-- Goal --
Restate, word for word, every line of the data.
------------------------------------
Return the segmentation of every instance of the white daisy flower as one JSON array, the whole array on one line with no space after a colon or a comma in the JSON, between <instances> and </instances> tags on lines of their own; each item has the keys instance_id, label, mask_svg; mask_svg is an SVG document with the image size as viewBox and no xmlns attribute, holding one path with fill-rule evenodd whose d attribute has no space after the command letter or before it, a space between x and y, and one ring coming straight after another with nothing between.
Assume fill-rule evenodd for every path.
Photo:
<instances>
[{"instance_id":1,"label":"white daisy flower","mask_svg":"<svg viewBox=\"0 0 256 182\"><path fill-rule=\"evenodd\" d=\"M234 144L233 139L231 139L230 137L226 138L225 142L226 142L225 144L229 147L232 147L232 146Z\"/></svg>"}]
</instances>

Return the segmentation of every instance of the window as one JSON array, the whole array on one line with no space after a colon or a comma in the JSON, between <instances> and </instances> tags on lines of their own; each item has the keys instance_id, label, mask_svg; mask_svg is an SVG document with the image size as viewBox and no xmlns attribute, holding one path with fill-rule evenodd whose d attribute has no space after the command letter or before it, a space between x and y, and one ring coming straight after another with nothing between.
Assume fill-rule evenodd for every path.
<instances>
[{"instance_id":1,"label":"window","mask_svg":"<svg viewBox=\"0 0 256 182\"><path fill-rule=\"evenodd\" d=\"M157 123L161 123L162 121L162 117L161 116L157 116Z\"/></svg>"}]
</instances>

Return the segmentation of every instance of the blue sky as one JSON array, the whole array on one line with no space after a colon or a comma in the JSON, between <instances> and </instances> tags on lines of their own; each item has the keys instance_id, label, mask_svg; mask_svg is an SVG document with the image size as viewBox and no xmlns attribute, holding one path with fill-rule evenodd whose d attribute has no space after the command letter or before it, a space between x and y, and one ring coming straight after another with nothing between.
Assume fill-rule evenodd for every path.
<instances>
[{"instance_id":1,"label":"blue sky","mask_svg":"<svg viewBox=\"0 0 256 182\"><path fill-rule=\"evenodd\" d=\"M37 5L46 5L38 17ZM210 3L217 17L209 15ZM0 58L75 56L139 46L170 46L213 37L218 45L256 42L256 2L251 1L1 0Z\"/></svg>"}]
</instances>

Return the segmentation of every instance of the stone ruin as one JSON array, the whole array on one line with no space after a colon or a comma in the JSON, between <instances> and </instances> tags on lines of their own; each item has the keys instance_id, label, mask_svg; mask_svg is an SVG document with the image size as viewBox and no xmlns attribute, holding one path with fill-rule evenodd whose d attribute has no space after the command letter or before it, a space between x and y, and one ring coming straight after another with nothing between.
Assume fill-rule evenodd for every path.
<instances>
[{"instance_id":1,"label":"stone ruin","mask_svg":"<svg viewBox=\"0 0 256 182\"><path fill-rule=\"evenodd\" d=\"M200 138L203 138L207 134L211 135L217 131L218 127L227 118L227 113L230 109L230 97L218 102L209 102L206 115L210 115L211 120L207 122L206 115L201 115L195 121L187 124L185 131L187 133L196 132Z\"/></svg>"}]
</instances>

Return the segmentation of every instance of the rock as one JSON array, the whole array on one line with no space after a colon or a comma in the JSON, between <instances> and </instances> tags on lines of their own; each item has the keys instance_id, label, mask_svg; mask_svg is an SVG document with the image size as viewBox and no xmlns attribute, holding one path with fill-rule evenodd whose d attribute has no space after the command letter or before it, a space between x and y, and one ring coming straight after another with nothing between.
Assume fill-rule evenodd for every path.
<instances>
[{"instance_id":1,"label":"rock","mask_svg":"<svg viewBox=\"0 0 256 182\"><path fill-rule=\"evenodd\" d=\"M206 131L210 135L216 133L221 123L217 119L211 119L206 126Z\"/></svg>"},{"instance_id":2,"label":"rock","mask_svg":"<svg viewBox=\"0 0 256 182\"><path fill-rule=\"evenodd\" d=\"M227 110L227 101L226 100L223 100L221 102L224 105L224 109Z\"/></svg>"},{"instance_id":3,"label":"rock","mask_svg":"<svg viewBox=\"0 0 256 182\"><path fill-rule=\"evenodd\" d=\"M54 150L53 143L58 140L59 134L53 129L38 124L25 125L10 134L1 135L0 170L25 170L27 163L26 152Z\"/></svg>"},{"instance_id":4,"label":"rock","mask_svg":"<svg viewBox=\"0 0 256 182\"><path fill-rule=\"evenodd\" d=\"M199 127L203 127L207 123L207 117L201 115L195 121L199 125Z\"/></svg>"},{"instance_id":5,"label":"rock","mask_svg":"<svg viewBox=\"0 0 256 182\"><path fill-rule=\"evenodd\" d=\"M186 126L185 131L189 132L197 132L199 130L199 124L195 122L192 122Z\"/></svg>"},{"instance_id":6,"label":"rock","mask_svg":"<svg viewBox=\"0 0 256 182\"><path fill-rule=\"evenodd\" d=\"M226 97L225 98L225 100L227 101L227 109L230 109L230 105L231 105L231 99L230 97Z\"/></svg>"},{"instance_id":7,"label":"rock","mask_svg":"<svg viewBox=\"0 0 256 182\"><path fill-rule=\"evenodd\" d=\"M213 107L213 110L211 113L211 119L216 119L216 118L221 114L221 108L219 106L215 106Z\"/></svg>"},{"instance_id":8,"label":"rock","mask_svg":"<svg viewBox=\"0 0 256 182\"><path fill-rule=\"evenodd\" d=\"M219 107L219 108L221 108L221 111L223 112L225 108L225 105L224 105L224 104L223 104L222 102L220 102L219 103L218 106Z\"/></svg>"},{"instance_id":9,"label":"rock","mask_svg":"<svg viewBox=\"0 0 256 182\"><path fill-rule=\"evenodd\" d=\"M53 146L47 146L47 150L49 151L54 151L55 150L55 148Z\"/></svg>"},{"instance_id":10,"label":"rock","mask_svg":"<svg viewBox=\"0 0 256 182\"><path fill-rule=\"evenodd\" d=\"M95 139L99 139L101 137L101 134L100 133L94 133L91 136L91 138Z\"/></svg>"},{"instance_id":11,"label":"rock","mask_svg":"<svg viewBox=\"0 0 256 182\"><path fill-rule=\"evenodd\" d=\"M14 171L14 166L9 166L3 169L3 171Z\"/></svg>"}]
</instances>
------------------------------------
-- Full solution --
Return the segmentation of every instance of the white daisy flower as one JSON array, the whole array on one line with no space after a colon or a comma in the JSON, between <instances> and </instances> tags on lines of their own; each item has the keys instance_id, label, mask_svg; mask_svg is an SVG document with the image size as viewBox and no xmlns attribute, holding one path with fill-rule evenodd whose d attribute has no space after the command letter or before it, a space between x and y, and one ring coming straight after another with nothing between.
Assume fill-rule evenodd for every path.
Photo:
<instances>
[{"instance_id":1,"label":"white daisy flower","mask_svg":"<svg viewBox=\"0 0 256 182\"><path fill-rule=\"evenodd\" d=\"M234 144L233 139L231 139L230 137L226 138L225 142L226 142L225 144L229 147L232 147L232 146Z\"/></svg>"}]
</instances>

Return the segmentation of every instance of the window as one JSON array, the whole array on one line with no space after a colon or a comma in the JSON, between <instances> and </instances> tags on lines of their own; each item has the keys instance_id, label, mask_svg; mask_svg is an SVG document with the image size as viewBox and no xmlns attribute, holding one path with fill-rule evenodd whose d attribute has no space after the command letter or before it, a space between x and y, and one ring coming straight after another with nothing between.
Assume fill-rule evenodd for every path.
<instances>
[{"instance_id":1,"label":"window","mask_svg":"<svg viewBox=\"0 0 256 182\"><path fill-rule=\"evenodd\" d=\"M157 123L161 123L162 121L162 117L161 116L157 116Z\"/></svg>"}]
</instances>

Return the segmentation of every instance of the blue sky as one JSON array, the whole array on one line with no space after a colon or a comma in the JSON, between <instances> and </instances> tags on lines of their own; each item has the keys instance_id, label, mask_svg; mask_svg is an SVG document with the image size as viewBox and no xmlns attribute, holding one path with fill-rule evenodd whose d attribute has no space after the command letter or before it, a space between x and y, and one ring coming straight after another with nothing between.
Assume fill-rule evenodd for every path.
<instances>
[{"instance_id":1,"label":"blue sky","mask_svg":"<svg viewBox=\"0 0 256 182\"><path fill-rule=\"evenodd\" d=\"M37 5L46 5L38 17ZM210 3L217 17L209 15ZM0 58L75 56L139 46L170 46L213 37L218 45L256 42L256 2L251 1L1 0Z\"/></svg>"}]
</instances>

Return the segmentation of every instance of the stone ruin as one JSON array, the whole array on one line with no space after a colon or a comma in the JSON, between <instances> and </instances> tags on lines of their own; each item has the keys instance_id, label, mask_svg; mask_svg is an SVG document with the image size as viewBox and no xmlns attribute, holding one path with fill-rule evenodd whose d attribute has no space after the command letter or before it, a space between x and y, and one ring coming straight after another with nothing between.
Assume fill-rule evenodd for every path.
<instances>
[{"instance_id":1,"label":"stone ruin","mask_svg":"<svg viewBox=\"0 0 256 182\"><path fill-rule=\"evenodd\" d=\"M200 138L203 138L207 134L211 135L217 131L218 127L227 118L227 113L230 109L230 97L218 102L209 102L206 115L210 115L211 120L207 122L206 115L201 115L195 121L187 124L185 131L187 133L196 132Z\"/></svg>"}]
</instances>

Return the segmentation of every instance of the rock as one JSON array, the whole array on one line with no space after a colon or a comma in the JSON, between <instances> and </instances> tags on lines of their own; each item has the keys instance_id, label, mask_svg; mask_svg is an SVG document with the image size as viewBox and no xmlns attribute, holding one path with fill-rule evenodd whose d attribute has no space after the command letter or before it, a space between x and y, and one ring coming straight after another with nothing between.
Assume fill-rule evenodd for every path.
<instances>
[{"instance_id":1,"label":"rock","mask_svg":"<svg viewBox=\"0 0 256 182\"><path fill-rule=\"evenodd\" d=\"M206 131L210 135L216 133L221 123L217 119L211 119L206 126Z\"/></svg>"},{"instance_id":2,"label":"rock","mask_svg":"<svg viewBox=\"0 0 256 182\"><path fill-rule=\"evenodd\" d=\"M227 110L227 101L226 100L223 100L221 102L224 105L224 109Z\"/></svg>"},{"instance_id":3,"label":"rock","mask_svg":"<svg viewBox=\"0 0 256 182\"><path fill-rule=\"evenodd\" d=\"M54 150L53 143L58 140L59 134L53 129L38 124L25 125L10 134L1 135L0 170L25 170L27 163L26 152Z\"/></svg>"},{"instance_id":4,"label":"rock","mask_svg":"<svg viewBox=\"0 0 256 182\"><path fill-rule=\"evenodd\" d=\"M199 127L203 127L207 123L207 117L201 115L195 121L199 125Z\"/></svg>"},{"instance_id":5,"label":"rock","mask_svg":"<svg viewBox=\"0 0 256 182\"><path fill-rule=\"evenodd\" d=\"M186 126L185 131L189 132L197 132L199 130L199 124L195 122L192 122Z\"/></svg>"},{"instance_id":6,"label":"rock","mask_svg":"<svg viewBox=\"0 0 256 182\"><path fill-rule=\"evenodd\" d=\"M226 97L225 98L225 100L227 101L227 109L230 109L230 105L231 105L231 99L230 97Z\"/></svg>"},{"instance_id":7,"label":"rock","mask_svg":"<svg viewBox=\"0 0 256 182\"><path fill-rule=\"evenodd\" d=\"M213 107L213 110L211 113L211 119L216 119L216 118L221 114L221 108L219 106L215 106Z\"/></svg>"},{"instance_id":8,"label":"rock","mask_svg":"<svg viewBox=\"0 0 256 182\"><path fill-rule=\"evenodd\" d=\"M219 107L219 108L221 108L221 111L223 112L225 108L225 105L224 105L224 104L223 104L222 102L220 102L219 103L218 106Z\"/></svg>"},{"instance_id":9,"label":"rock","mask_svg":"<svg viewBox=\"0 0 256 182\"><path fill-rule=\"evenodd\" d=\"M53 146L47 146L47 150L49 151L54 151L55 150L55 148Z\"/></svg>"},{"instance_id":10,"label":"rock","mask_svg":"<svg viewBox=\"0 0 256 182\"><path fill-rule=\"evenodd\" d=\"M95 139L99 139L101 137L101 134L100 133L94 133L91 136L91 138Z\"/></svg>"},{"instance_id":11,"label":"rock","mask_svg":"<svg viewBox=\"0 0 256 182\"><path fill-rule=\"evenodd\" d=\"M14 171L14 166L9 166L3 169L3 171Z\"/></svg>"}]
</instances>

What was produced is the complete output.